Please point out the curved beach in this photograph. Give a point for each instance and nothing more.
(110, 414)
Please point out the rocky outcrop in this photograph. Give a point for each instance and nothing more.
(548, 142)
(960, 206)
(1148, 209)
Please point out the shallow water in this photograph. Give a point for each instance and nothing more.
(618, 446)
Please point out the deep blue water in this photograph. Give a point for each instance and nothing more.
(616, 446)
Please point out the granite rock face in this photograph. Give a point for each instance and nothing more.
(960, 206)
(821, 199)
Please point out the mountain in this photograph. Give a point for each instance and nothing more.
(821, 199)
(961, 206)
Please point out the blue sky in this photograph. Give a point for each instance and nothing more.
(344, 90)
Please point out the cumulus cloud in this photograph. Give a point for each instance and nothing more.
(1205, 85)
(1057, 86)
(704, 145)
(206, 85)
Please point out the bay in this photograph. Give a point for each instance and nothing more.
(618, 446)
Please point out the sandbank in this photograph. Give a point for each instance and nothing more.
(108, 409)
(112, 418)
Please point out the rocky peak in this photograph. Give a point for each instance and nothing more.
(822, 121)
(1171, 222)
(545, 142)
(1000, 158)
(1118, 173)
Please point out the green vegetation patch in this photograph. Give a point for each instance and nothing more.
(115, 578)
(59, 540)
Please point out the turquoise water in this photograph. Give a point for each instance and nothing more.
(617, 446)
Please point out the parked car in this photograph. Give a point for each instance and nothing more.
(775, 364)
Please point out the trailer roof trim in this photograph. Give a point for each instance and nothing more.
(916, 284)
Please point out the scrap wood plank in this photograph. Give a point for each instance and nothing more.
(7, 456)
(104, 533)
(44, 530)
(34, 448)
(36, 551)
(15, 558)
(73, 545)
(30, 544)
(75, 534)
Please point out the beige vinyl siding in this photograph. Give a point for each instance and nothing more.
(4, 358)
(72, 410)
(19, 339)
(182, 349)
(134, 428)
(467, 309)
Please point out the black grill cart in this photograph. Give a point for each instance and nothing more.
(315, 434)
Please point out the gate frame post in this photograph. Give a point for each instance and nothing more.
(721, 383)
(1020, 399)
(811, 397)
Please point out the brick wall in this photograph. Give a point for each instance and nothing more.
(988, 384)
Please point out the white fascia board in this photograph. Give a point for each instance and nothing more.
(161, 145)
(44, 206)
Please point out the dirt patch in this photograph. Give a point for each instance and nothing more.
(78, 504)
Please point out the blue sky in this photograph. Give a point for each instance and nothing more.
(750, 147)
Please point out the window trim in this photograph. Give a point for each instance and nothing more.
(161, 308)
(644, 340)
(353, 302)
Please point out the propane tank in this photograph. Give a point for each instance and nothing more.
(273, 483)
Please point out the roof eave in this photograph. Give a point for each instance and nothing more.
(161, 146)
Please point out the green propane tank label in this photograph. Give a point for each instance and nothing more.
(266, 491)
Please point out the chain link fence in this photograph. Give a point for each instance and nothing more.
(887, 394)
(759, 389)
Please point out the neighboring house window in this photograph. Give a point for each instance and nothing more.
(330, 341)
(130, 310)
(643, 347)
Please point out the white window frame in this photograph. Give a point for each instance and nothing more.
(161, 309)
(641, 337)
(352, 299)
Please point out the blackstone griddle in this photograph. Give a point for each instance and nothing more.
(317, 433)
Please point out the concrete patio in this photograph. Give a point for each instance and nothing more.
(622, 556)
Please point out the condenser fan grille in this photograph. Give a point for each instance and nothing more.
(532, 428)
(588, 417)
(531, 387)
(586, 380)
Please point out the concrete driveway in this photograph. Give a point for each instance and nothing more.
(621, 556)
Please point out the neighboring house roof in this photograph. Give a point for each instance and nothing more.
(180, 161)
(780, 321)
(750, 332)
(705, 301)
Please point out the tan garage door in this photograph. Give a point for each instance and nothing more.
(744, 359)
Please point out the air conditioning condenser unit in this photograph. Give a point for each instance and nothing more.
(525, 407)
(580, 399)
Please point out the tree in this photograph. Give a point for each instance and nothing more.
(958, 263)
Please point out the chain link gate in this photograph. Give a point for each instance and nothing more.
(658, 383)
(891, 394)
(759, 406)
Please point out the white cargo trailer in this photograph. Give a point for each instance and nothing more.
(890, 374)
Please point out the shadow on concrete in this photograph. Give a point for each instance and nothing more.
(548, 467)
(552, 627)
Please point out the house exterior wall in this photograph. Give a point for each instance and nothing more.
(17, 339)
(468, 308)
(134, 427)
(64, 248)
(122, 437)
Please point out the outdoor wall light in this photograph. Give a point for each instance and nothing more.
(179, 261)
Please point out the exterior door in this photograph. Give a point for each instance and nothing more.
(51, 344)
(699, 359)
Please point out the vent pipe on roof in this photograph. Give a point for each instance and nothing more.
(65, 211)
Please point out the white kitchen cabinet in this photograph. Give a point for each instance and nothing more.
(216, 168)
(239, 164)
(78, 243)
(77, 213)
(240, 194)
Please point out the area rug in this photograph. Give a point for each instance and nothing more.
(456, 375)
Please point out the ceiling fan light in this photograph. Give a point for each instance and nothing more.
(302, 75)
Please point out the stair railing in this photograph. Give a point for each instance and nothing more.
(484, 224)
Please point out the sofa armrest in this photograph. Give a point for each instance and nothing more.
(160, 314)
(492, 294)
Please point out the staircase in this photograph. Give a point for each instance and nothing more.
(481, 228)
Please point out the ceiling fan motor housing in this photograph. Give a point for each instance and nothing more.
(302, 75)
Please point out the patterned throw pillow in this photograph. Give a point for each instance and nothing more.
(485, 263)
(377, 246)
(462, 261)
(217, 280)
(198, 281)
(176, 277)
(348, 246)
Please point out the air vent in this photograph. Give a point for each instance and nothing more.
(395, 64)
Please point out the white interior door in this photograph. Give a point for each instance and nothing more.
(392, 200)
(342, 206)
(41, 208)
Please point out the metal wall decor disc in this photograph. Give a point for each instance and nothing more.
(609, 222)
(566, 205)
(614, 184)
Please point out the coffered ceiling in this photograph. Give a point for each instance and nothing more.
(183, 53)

━━━━━━━━━━

### Problem description
Retype the entire listing above, reproducing every line without changing a single character.

### Reply to the exercise
Please point out the curved beach in this photograph. Give a point for each instance and nothing more.
(110, 414)
Please point out the rocky outcrop in this photograph. Give a point for each instance and nothing more.
(548, 142)
(960, 206)
(1148, 209)
Please point out the shallow water in this photograph. Give a point for each instance and nothing more.
(618, 446)
Please point out the deep blue water in this photograph. Give a point for each instance and nothing more.
(616, 446)
Please point out the granite rock face in this photograph. Give a point for each instance and nothing more.
(960, 206)
(821, 199)
Please point out the mountain in this photograph. Give a point for each instance and nothing more.
(821, 199)
(961, 206)
Please point out the blue sky in this photograph. Give a point for each instance and nothing more.
(344, 90)
Please point out the cumulus cloud in this photograph. Give a point for each instance and nothing more.
(1205, 85)
(1057, 86)
(704, 145)
(206, 85)
Please point out the bay in this photograph. Give a point for each instance and nothing more.
(618, 446)
Please point out the sandbank in this photograph. Give a point for each instance and nothing more.
(108, 409)
(112, 418)
Please point out the rocky peak in this photograph. Give a point for each instance and nothing more.
(822, 121)
(1171, 222)
(545, 142)
(1000, 158)
(1118, 173)
Please point out the green vegetation patch in this photograph. Give a point for each instance and nothing more.
(115, 578)
(59, 540)
Please point out the turquoise water in this photograph. Give a point for each instance and nothing more.
(617, 446)
Please point out the parked car in this photograph. Give a point for each instance and nothing more.
(775, 364)
Please point out the trailer roof trim in this photograph. Give a point for each instance and nothing more.
(916, 284)
Please point out the scrap wood plank in this photograph. Give a point for each instance and nothing more.
(7, 456)
(104, 533)
(44, 530)
(34, 448)
(36, 551)
(15, 558)
(73, 545)
(30, 544)
(75, 534)
Please point out the beige vinyl siding in this photograph. Give a point for each instance and nothing more.
(4, 358)
(72, 410)
(19, 339)
(182, 349)
(134, 428)
(467, 309)
Please point out the black grill cart in this photograph. Give a point for each instance and nothing more.
(315, 434)
Please point out the gate frame post in this photograph. Give a point for each instance and nothing more.
(721, 383)
(1020, 399)
(811, 397)
Please point out the brick wall in this photograph. Give a point for each instance and nothing more.
(988, 384)
Please point out the white fascia board in this photograph. Give a point for each instance and nothing more.
(161, 145)
(44, 206)
Please point out the dirt patch in this photograph. Give a point for each instance and nothing more.
(78, 504)
Please point out the blue sky in this photograph. Give a point for each instance and nothing more.
(750, 147)
Please point out the window trim in this photograph. Give a point for each instance and nothing more.
(161, 308)
(644, 340)
(353, 302)
Please point out the propane tank in this photograph. Give a point for each instance and nothing more.
(273, 483)
Please point out the roof eave in this photograph. Give a point for each instance and nothing more.
(161, 146)
Please point out the green propane tank label in this photograph. Give a point for each instance and nothing more.
(266, 491)
Please point out the chain link fence in this photograph. Give a point for each instance and nothing more.
(887, 394)
(759, 389)
Please point out the neighboring house window in this photograph. Give a point for each instance and nothing more.
(330, 341)
(130, 310)
(643, 347)
Please point out the white window frame in this photograph. Give a point for each instance and nothing more.
(161, 309)
(641, 337)
(352, 299)
Please point out the blackstone griddle in this photograph. Give a point for each instance and nothing more.
(317, 433)
Please point out the concrete patio in this photograph. Give a point for each instance and nothing more.
(622, 556)
Please point out the condenser fan grille in this photograph. Give a point for each instance and nothing more.
(532, 428)
(588, 417)
(531, 387)
(586, 380)
Please point out the concrete driveway in this photograph. Give a point for each instance and nothing more.
(621, 556)
Please point out the neighboring house roof in this photograph. Give a point for each instance and nothing more.
(180, 161)
(780, 321)
(750, 332)
(705, 301)
Please point out the tan garage door in this photograph. Give a point for each instance and nothing more.
(744, 359)
Please point out the air conditioning condenser unit in this photograph. Give a point for each instance and nothing more.
(525, 407)
(580, 399)
Please point out the tree in this photograph. Give a point for each instance and nothing more.
(958, 263)
Please point out the chain link gate in this photograph. Give a point for each instance and nothing more.
(658, 383)
(891, 394)
(759, 406)
Please point out the white cargo trailer in this photograph. Give a point for each instance and nothing more.
(890, 374)
Please point out the shadow on concrete in this photograph. Give a point for each instance and nothing more.
(548, 467)
(552, 627)
Please point out the house exterior wall in this photograph. Give a point for each instance and nothing more.
(17, 339)
(468, 308)
(134, 427)
(64, 248)
(122, 437)
Please point out the outdoor wall light in this photograph. Give a point for each instance and nothing more.
(179, 261)
Please point out the exterior door in this photograph. Give a point for each instance and nothing more.
(51, 344)
(699, 359)
Please point out the vent pipe on roof in this photograph. Give a point for each instance and nothing more.
(65, 211)
Please point out the white kitchen cabinet in this photograph. Give a point for each instance and nothing more.
(216, 168)
(239, 164)
(78, 243)
(77, 213)
(240, 194)
Please point out the area rug in this photograph. Give a point for each instance and nothing more.
(456, 375)
Please point out the ceiling fan light in this photograph. Give a point for each instance and nothing more.
(302, 75)
Please point out the stair railing in this photograph. Give a point for each instance and nothing more.
(484, 224)
Please point out the sofa armrest in this photograph. Give a point for each instance and nothing more.
(160, 314)
(492, 294)
Please point out the staircase in this photograph. Give a point for each instance and nothing more.
(481, 228)
Please point out the ceiling fan motor housing in this photograph. Give a point for each instance and nothing more.
(302, 75)
Please point out the patterned throw pillow in this photograph. Give a point for each instance and nothing more.
(485, 263)
(377, 246)
(462, 261)
(217, 280)
(198, 281)
(176, 277)
(348, 246)
Please point out the air vent in this photograph. Give a point for each instance and nothing more.
(395, 64)
Please point out the white interior door in this photograph. Give a point for each instance and nothing more.
(392, 200)
(342, 206)
(41, 208)
Please point out the metal wall decor disc in this photograph. Give a point for each instance and nothing more.
(609, 222)
(566, 205)
(614, 184)
Please point out the coffered ceiling in this photograph. Give a point for each instance and nothing more.
(183, 53)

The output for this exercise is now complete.